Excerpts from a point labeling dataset

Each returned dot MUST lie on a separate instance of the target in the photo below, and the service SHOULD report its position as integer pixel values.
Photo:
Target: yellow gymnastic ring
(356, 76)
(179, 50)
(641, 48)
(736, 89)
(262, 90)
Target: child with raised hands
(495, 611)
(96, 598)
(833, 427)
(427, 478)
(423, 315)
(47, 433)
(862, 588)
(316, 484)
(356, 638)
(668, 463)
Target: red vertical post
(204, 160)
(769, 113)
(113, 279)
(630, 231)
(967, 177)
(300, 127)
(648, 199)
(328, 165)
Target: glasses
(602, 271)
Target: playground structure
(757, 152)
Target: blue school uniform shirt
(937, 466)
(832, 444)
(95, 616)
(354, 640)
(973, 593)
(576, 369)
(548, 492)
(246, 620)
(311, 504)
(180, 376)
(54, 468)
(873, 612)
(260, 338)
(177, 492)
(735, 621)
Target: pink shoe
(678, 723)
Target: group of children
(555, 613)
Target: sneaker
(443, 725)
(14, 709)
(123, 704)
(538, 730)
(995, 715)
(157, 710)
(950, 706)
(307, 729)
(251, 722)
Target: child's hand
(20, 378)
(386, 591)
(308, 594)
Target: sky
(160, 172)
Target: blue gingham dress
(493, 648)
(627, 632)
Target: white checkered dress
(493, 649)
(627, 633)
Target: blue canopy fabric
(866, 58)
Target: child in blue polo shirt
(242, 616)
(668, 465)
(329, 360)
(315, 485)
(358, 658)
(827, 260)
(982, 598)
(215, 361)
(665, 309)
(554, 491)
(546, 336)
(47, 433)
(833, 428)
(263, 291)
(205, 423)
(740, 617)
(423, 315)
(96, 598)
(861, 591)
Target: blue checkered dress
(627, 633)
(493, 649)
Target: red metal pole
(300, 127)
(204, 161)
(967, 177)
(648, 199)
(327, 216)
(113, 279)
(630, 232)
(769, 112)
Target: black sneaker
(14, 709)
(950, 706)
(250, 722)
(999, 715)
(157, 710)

OBJECTIVE
Please copy every one of the lines above word for word.

EXERCISE RESPONSE
Each returned dot MUST lie on a separate instance of the target in the photo below, and the service SHOULD report its position as integer pixel values.
Photo:
Target: yellow gymnastic ring
(356, 76)
(179, 50)
(641, 48)
(736, 89)
(262, 90)
Target: child with raised hands
(495, 611)
(96, 598)
(833, 427)
(427, 478)
(423, 315)
(47, 433)
(862, 588)
(316, 484)
(356, 638)
(668, 463)
Target: red vertical post
(204, 160)
(769, 113)
(113, 279)
(630, 231)
(967, 177)
(300, 127)
(648, 199)
(328, 165)
Target: glasses
(602, 271)
Target: playground structure
(757, 152)
Target: blue school uniform shirt
(937, 466)
(832, 444)
(95, 616)
(354, 640)
(973, 593)
(576, 369)
(548, 492)
(246, 620)
(311, 504)
(180, 376)
(54, 468)
(873, 612)
(260, 338)
(177, 492)
(735, 621)
Target: pink shoe
(678, 723)
Target: group of children
(555, 613)
Target: sneaker
(443, 725)
(14, 709)
(123, 704)
(538, 730)
(995, 715)
(157, 710)
(950, 706)
(307, 729)
(251, 722)
Target: child's hand
(20, 378)
(386, 591)
(308, 594)
Target: sky
(160, 172)
Target: blue gingham dress
(493, 648)
(627, 632)
Target: white checkered dress
(493, 649)
(627, 633)
Target: blue canopy fabric
(866, 58)
Target: child in blue polo shirt
(242, 616)
(668, 465)
(329, 360)
(315, 485)
(358, 658)
(827, 260)
(982, 598)
(215, 361)
(665, 309)
(554, 491)
(546, 336)
(47, 433)
(833, 428)
(263, 291)
(205, 423)
(740, 617)
(423, 315)
(96, 598)
(861, 591)
Target: blue checkered dress
(627, 633)
(493, 649)
Target: red metal pole
(300, 127)
(204, 161)
(967, 177)
(648, 199)
(327, 216)
(113, 279)
(630, 232)
(769, 112)
Target: black sneaker
(14, 709)
(950, 706)
(250, 722)
(999, 715)
(157, 710)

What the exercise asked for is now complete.